(Records)
◆ ◆ ◆
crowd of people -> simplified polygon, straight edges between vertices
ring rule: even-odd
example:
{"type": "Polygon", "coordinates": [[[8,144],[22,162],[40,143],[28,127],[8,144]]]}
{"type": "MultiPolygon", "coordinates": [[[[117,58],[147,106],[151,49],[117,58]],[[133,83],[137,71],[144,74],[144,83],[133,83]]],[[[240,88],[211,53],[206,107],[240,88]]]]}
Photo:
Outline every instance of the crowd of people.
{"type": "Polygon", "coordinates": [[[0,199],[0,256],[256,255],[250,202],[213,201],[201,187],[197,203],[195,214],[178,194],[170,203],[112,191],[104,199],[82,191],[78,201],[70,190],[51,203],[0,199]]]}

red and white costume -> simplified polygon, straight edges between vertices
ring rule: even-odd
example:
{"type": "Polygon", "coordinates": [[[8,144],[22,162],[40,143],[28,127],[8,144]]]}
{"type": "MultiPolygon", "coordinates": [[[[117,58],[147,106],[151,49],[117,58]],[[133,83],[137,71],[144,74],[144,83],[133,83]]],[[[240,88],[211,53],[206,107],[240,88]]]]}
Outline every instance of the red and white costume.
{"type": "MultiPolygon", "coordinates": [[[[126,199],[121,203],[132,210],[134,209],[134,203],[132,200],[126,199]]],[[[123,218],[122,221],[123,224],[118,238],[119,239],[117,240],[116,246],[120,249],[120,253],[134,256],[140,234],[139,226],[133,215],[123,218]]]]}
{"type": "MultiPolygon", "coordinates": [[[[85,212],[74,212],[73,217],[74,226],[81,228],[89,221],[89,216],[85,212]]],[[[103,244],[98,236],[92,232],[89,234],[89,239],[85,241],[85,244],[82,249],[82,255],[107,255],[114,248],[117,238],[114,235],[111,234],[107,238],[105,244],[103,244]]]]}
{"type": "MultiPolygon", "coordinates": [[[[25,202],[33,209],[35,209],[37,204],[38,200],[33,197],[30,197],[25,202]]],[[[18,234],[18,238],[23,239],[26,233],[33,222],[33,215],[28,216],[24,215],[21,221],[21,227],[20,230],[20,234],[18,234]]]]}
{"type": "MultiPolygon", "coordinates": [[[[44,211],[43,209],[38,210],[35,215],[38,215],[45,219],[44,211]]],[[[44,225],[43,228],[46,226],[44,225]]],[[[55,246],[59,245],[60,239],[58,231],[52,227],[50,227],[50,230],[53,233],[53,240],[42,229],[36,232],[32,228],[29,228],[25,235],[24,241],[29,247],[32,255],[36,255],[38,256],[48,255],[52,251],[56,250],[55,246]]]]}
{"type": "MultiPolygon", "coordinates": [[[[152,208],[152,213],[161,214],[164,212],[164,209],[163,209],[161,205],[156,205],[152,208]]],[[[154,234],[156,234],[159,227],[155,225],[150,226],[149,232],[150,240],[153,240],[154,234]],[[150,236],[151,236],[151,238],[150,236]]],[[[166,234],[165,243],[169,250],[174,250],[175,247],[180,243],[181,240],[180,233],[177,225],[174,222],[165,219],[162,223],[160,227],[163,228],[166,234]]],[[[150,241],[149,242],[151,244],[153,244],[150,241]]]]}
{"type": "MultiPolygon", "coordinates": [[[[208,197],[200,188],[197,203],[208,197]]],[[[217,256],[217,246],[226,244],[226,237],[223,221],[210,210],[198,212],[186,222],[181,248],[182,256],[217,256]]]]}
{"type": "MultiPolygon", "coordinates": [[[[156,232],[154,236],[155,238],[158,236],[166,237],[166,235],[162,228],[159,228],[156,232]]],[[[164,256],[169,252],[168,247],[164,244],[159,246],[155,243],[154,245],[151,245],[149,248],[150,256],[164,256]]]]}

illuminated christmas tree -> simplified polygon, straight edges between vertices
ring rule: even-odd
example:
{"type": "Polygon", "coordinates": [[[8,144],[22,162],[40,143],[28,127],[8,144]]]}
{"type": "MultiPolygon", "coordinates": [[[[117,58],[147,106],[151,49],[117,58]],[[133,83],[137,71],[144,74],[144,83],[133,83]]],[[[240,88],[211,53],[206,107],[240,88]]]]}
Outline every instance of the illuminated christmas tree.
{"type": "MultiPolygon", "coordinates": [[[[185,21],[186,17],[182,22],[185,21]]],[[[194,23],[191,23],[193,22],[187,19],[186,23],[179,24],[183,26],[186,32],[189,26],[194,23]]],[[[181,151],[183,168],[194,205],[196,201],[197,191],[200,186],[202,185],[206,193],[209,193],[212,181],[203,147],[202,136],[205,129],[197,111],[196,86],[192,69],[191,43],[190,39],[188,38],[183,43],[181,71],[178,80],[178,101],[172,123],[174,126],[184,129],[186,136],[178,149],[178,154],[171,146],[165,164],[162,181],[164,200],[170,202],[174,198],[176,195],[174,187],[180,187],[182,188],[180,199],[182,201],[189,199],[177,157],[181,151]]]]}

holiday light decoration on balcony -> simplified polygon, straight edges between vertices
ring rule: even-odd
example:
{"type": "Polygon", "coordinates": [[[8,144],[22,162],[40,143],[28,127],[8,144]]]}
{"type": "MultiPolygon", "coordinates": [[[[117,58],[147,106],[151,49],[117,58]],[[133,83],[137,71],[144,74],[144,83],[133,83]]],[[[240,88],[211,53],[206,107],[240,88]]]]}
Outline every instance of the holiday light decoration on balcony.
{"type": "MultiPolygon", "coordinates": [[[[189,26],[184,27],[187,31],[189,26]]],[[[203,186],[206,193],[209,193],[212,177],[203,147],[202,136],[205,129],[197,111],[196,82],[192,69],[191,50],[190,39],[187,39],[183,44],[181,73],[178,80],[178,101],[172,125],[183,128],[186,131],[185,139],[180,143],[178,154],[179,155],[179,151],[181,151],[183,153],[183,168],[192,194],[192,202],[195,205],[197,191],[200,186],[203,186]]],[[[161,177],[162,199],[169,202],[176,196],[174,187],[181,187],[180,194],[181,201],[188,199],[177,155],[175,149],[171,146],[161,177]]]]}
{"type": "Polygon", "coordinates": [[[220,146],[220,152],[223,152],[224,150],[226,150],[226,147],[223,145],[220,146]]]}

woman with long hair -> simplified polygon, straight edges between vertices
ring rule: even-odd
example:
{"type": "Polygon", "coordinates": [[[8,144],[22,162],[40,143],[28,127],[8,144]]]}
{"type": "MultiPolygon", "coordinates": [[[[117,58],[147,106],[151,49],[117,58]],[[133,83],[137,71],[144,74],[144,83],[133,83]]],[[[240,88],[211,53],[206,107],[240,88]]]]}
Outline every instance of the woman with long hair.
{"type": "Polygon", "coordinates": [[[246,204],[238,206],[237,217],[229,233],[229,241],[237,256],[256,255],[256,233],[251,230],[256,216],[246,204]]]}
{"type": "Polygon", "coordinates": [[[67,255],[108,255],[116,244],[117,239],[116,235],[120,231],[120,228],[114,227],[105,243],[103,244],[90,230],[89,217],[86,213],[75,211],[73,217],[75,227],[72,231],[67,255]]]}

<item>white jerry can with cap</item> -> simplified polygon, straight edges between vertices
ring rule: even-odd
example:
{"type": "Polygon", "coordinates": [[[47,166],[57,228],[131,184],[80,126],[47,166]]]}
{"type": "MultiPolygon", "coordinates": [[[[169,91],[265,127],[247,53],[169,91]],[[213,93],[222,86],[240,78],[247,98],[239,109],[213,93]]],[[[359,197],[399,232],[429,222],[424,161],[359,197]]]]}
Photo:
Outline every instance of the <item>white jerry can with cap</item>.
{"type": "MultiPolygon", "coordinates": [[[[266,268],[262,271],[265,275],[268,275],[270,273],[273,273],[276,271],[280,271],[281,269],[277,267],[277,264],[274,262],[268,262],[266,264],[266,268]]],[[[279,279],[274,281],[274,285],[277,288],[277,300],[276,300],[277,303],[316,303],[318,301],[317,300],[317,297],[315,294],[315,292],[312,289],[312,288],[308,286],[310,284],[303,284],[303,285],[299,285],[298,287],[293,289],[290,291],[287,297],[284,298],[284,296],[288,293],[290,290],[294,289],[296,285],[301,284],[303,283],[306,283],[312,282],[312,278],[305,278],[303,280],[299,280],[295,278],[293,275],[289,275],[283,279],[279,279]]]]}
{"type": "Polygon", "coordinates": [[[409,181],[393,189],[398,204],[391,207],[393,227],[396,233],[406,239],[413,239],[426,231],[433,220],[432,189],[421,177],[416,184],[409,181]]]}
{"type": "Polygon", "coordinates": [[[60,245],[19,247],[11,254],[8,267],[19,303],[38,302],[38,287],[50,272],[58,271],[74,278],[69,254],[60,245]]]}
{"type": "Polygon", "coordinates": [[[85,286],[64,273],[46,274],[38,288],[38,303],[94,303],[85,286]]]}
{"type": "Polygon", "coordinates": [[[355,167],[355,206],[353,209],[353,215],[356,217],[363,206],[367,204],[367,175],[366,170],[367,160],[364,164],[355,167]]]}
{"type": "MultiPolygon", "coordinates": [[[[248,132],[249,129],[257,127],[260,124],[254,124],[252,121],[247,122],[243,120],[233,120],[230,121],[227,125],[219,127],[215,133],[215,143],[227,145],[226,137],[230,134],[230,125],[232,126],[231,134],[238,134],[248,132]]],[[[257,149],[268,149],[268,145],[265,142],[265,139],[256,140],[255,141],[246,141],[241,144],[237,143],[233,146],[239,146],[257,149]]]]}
◆ ◆ ◆
--- THE TASK ---
Reproduce the lines of the listing starting at the one containing "holiday light decoration on balcony ->" and ending at the one containing "Outline every instance of the holiday", both included.

--- REPLY TO THE TASK ---
holiday light decoration on balcony -> simplified polygon, straight edges between vertices
ring rule: even-odd
example:
{"type": "Polygon", "coordinates": [[[8,144],[22,162],[40,143],[28,127],[8,144]]]}
{"type": "MultiPolygon", "coordinates": [[[[117,58],[147,106],[151,49],[117,58]],[[133,83],[137,71],[144,74],[144,83],[133,83]]],[[[240,88],[211,53],[206,107],[240,88]]]]}
Outline every instance of the holiday light decoration on balcony.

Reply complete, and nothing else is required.